Once you have read the records below, write them all out exactly as given.

───── INPUT MATERIAL

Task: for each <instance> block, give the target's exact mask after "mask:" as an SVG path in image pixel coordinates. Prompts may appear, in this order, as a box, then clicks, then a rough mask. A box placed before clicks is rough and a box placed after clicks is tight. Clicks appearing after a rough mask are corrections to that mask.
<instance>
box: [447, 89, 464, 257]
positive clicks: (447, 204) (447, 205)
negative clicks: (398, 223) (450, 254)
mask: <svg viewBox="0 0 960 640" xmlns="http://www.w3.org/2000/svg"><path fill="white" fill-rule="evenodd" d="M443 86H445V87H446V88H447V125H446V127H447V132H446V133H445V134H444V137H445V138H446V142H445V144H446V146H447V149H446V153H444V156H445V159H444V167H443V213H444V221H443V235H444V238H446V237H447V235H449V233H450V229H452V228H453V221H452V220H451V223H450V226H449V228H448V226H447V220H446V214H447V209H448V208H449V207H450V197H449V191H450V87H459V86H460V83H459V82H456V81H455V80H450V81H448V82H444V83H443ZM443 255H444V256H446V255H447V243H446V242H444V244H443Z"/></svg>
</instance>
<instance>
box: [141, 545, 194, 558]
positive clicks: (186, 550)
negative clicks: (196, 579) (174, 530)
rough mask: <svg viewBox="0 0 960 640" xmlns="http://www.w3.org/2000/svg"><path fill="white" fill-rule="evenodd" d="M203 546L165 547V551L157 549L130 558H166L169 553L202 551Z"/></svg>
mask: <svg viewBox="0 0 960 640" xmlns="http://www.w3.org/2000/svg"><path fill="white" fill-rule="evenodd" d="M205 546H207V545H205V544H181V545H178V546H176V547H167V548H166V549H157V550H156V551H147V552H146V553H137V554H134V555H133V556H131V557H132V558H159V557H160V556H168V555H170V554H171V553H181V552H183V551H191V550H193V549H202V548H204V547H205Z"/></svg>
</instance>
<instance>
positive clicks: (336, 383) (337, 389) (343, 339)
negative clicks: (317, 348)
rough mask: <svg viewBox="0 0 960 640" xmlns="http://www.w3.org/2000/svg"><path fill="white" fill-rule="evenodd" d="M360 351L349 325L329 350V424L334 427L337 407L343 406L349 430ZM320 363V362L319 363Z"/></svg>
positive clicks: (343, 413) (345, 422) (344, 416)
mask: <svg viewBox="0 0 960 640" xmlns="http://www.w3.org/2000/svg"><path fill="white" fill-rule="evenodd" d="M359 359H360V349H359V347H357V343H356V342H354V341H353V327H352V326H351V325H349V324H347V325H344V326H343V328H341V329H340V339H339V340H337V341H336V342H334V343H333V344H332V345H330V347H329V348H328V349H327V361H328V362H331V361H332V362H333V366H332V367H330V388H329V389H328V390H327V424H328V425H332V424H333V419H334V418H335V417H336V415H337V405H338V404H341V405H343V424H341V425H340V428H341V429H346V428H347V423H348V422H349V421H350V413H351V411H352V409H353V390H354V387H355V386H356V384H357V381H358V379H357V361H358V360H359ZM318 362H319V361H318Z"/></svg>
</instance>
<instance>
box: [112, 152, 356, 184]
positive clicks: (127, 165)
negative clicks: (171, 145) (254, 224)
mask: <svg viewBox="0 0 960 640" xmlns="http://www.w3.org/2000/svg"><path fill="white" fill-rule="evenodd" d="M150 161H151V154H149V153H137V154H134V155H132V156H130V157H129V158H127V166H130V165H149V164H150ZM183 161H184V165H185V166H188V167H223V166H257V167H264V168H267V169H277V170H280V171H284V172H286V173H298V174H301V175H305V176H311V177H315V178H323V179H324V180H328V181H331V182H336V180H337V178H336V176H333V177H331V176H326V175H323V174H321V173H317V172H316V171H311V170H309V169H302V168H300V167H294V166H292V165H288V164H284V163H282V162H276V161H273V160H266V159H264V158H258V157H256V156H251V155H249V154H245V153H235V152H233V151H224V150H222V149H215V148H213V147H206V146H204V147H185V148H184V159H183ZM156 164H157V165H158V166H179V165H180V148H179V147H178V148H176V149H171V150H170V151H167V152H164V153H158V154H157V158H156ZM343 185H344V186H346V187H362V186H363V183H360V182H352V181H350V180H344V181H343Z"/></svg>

──────────

- _EXERCISE OUTPUT_:
Task: for each <instance> block, give the target's exact mask after "mask:" as an SVG path in image pixel coordinates. Prompts may appear, in this order, as a box, then clicks, then a rough mask. A box placed before clicks is rough and a box placed after clicks is tight. Clicks appearing after a rough mask are corrections to that mask.
<instance>
box: [447, 89, 464, 257]
positive clicks: (447, 204) (447, 205)
negative clicks: (398, 223) (450, 254)
mask: <svg viewBox="0 0 960 640" xmlns="http://www.w3.org/2000/svg"><path fill="white" fill-rule="evenodd" d="M443 86H445V87H446V88H447V125H446V127H447V132H446V133H445V134H444V137H445V138H446V142H445V144H446V146H447V149H446V153H444V156H445V159H444V167H443V213H444V221H443V235H444V238H446V237H447V235H449V233H450V229H452V228H453V221H452V220H451V223H450V226H449V228H448V226H447V220H446V214H447V209H448V208H449V207H450V197H449V191H450V87H459V86H460V83H459V82H456V81H455V80H450V81H448V82H444V83H443ZM443 255H444V256H446V255H447V243H446V242H444V244H443Z"/></svg>
</instance>
<instance>
box: [141, 545, 194, 558]
positive clicks: (186, 550)
negative clicks: (196, 579) (174, 530)
rough mask: <svg viewBox="0 0 960 640" xmlns="http://www.w3.org/2000/svg"><path fill="white" fill-rule="evenodd" d="M203 546L165 547V551L157 549L130 558H166L169 553L202 551Z"/></svg>
mask: <svg viewBox="0 0 960 640" xmlns="http://www.w3.org/2000/svg"><path fill="white" fill-rule="evenodd" d="M205 546H207V545H205V544H181V545H178V546H176V547H167V548H166V549H157V550H156V551H147V552H146V553H137V554H134V555H133V556H131V557H132V558H159V557H160V556H168V555H170V554H171V553H181V552H183V551H191V550H193V549H202V548H204V547H205Z"/></svg>
</instance>
<instance>
positive clicks: (336, 383) (337, 389) (343, 339)
negative clicks: (317, 348)
rough mask: <svg viewBox="0 0 960 640" xmlns="http://www.w3.org/2000/svg"><path fill="white" fill-rule="evenodd" d="M360 351L349 325L329 350V424L334 427L337 407L343 406L349 430ZM320 363V362L319 363Z"/></svg>
positive clicks: (343, 413) (345, 422) (344, 416)
mask: <svg viewBox="0 0 960 640" xmlns="http://www.w3.org/2000/svg"><path fill="white" fill-rule="evenodd" d="M359 359H360V349H359V347H357V343H356V342H354V341H353V327H352V326H351V325H349V324H347V325H344V326H343V328H341V329H340V339H339V340H337V341H336V342H334V343H333V344H332V345H330V347H329V348H328V349H327V361H328V362H331V361H332V362H333V366H332V367H330V388H329V389H328V390H327V424H328V425H332V424H333V419H334V418H335V417H336V415H337V405H338V404H341V405H343V424H341V425H340V428H341V429H346V428H347V423H348V422H349V421H350V413H351V411H352V409H353V390H354V387H355V386H356V384H357V381H358V379H357V361H358V360H359ZM318 362H319V361H318Z"/></svg>
</instance>
<instance>
box: [112, 152, 356, 184]
positive clicks: (127, 165)
negative clicks: (171, 145) (254, 224)
mask: <svg viewBox="0 0 960 640" xmlns="http://www.w3.org/2000/svg"><path fill="white" fill-rule="evenodd" d="M150 161H151V154H149V153H137V154H134V155H132V156H130V157H129V158H127V166H130V165H149V164H150ZM183 161H184V165H185V166H188V167H223V166H257V167H264V168H267V169H277V170H280V171H284V172H286V173H298V174H301V175H305V176H311V177H315V178H323V179H324V180H328V181H331V182H336V180H337V178H336V176H333V177H331V176H326V175H323V174H321V173H317V172H316V171H311V170H309V169H302V168H300V167H294V166H292V165H288V164H284V163H282V162H276V161H273V160H266V159H264V158H258V157H256V156H251V155H249V154H245V153H235V152H233V151H224V150H222V149H215V148H213V147H206V146H204V147H185V148H184V159H183ZM156 164H157V165H158V166H179V165H180V148H179V147H178V148H176V149H171V150H170V151H167V152H164V153H158V154H157V158H156ZM343 185H344V186H346V187H362V186H363V183H360V182H352V181H350V180H344V181H343Z"/></svg>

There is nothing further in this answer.